____ Brano di testo
Milano. In mostra fino al 24 novembre presso la Galleria Federico Rui c’è la personale dell’artista Luca Conca.
Abbiamo voluto fare qualche domanda a questo artista, che ci lascia sempre a bocca aperta e con un profondo senso di benessere e serenità ogni volta che lo incontriamo…di persona o attraverso i suoi lavori.
1) Ci racconti chi è Luca Conca?
Sono nato nel 1974, ho frequentato prima il Liceo Artistico e poi l’Accademia di Brera a Milano e fino a 18-19 anni mai avrei pensato di fare il pittore.
La mia grande passione erano i fumetti e l’illustrazione. Disegnavo ore e ore tutti i giorni e il disegno puro e l’invenzione pensavo fossero i miei soli obbiettivi.
Poi nell’ultimo anno di Accademia ho iniziato a dipingere, partendo dall’osservazione del vero e della natura, prima ritratti e poi paesaggi e ho provato una sorta di innamoramento.
Da quel momento ho praticamente solo dipinto, convogliando e riversando tutto ciò che avevo imparato del disegno e della disciplina nella pittura.
2) Parliamo subito della tua ultima mostra, inaugurata lo scorso 26 ottobre presso la Galleria di Federico Rui: Come è nato questo progetto?
Il progetto della mostra da Federico Rui Arte Contemporanea nasce soprattutto dall’occasione di presentare il volume monografico LUCA CONCA OPERE 2000-2016.
Parlando con Federico abbiamo pensato di allestire una piccola mostra “riepilogativa” più che antologica; pochi quadri che dessero un’idea del mio percorso da quando ho iniziato fino ad oggi, brevi lampi di luce sul mio lavoro di pittore.
________
____ Righe fornite
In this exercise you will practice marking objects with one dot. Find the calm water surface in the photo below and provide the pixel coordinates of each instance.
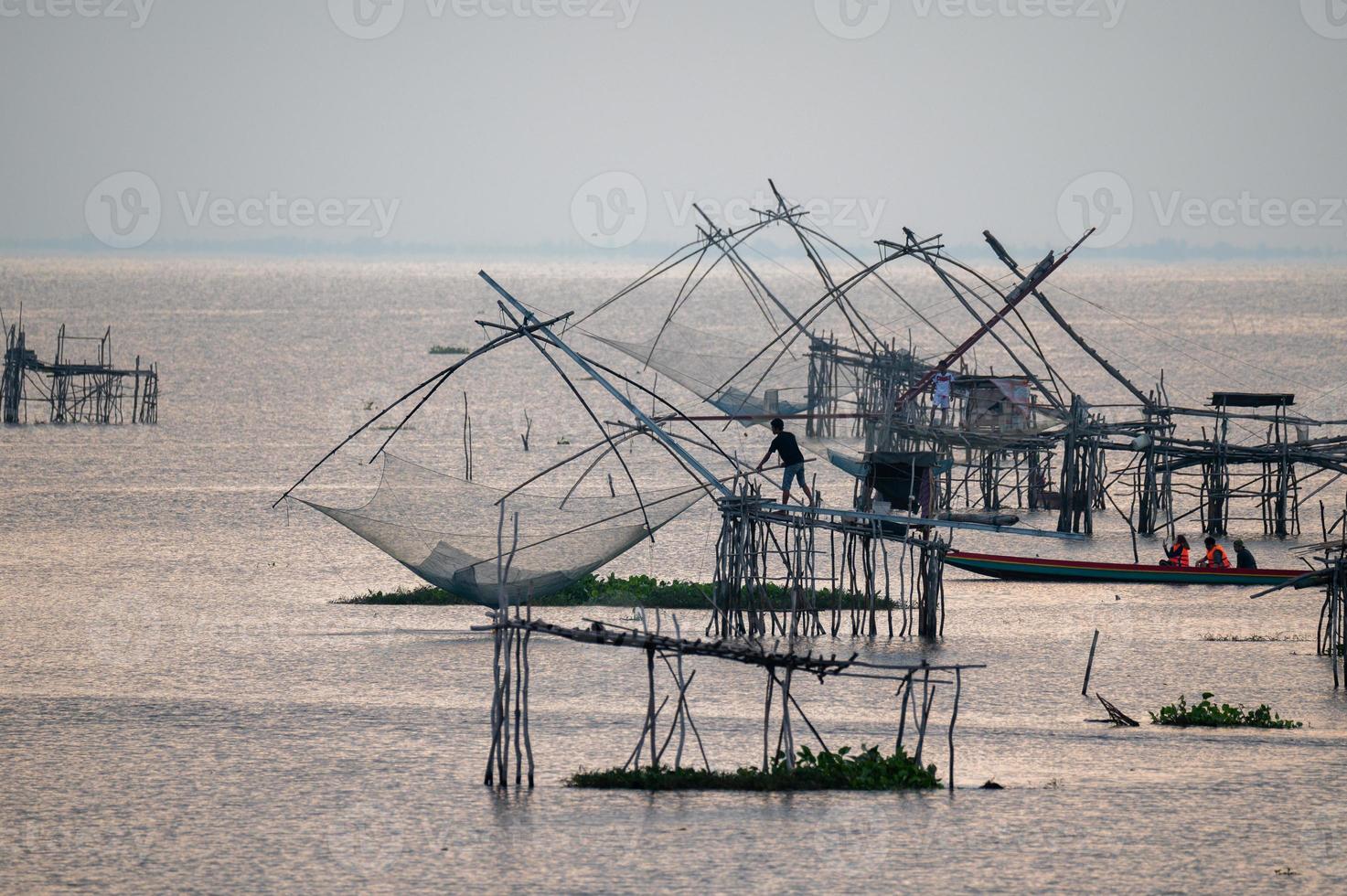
(184, 708)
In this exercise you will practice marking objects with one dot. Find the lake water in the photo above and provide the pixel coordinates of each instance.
(184, 708)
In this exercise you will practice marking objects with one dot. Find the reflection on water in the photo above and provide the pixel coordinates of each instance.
(182, 708)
________
## Compito assegnato A
Rispondi alle seguenti domande sull'intervista a Luca Conca.
(i) Fino a quale data resta aperta la mostra alla Galleria Federico Rui?
(ii) Quali erano le grandi passioni dell'artista prima della pittura?
(iii) Quale volume monografico la mostra offre l'occasione di presentare?
## Compito assegnato B
Prosegui l'intervista a Luca Conca dal punto in cui si interrompe.
Le righe non hanno alcun ruolo in questo lavoro.

## Risultato A
(i) Fino al 24 novembre.
(ii) I fumetti e l'illustrazione.
(iii) LUCA CONCA OPERE 2000-2016.

## Risultato B
Alcuni piccoli dipinti sono recenti, hanno come soggetto la natura e rappresentano un’ideale chiusura del cerchio, pensando al volume monografico e ai miei inizi da pittore, proprio perché nei miei primissimi quadri i soggetti erano piccoli scorci e brani di natura.
Nel percorso che allora facevo da casa allo studio passavo davanti a campi, orti, intrighi d’erba lungo i viottoli e pensavo che quelli fossero i migliori soggetti per i miei primi esercizi, per il mio primo confronto con la grande pittura naturale di paesaggio.
3) Il tuo lavoro non si rivolge solo alla pittura in senso stretto ma anche all’illustrazione. Vuoi presentarci anche questo tuo mondo che forse non tutti conoscono?
Come dicevo ho abbandonato il fumetto e l’illustrazione a 19 anni, però ho continuato a frequentare uno dei miei amici più cari Christian G. Marra, conosciuto in Accademia, che invece ha sempre disegnato e ha fondato una piccola etichetta indipendente, la Passenger Press, che in dieci anni si è ritagliata uno spazio di tutto rispetto nel panorama del fumetto italiano contemporaneo.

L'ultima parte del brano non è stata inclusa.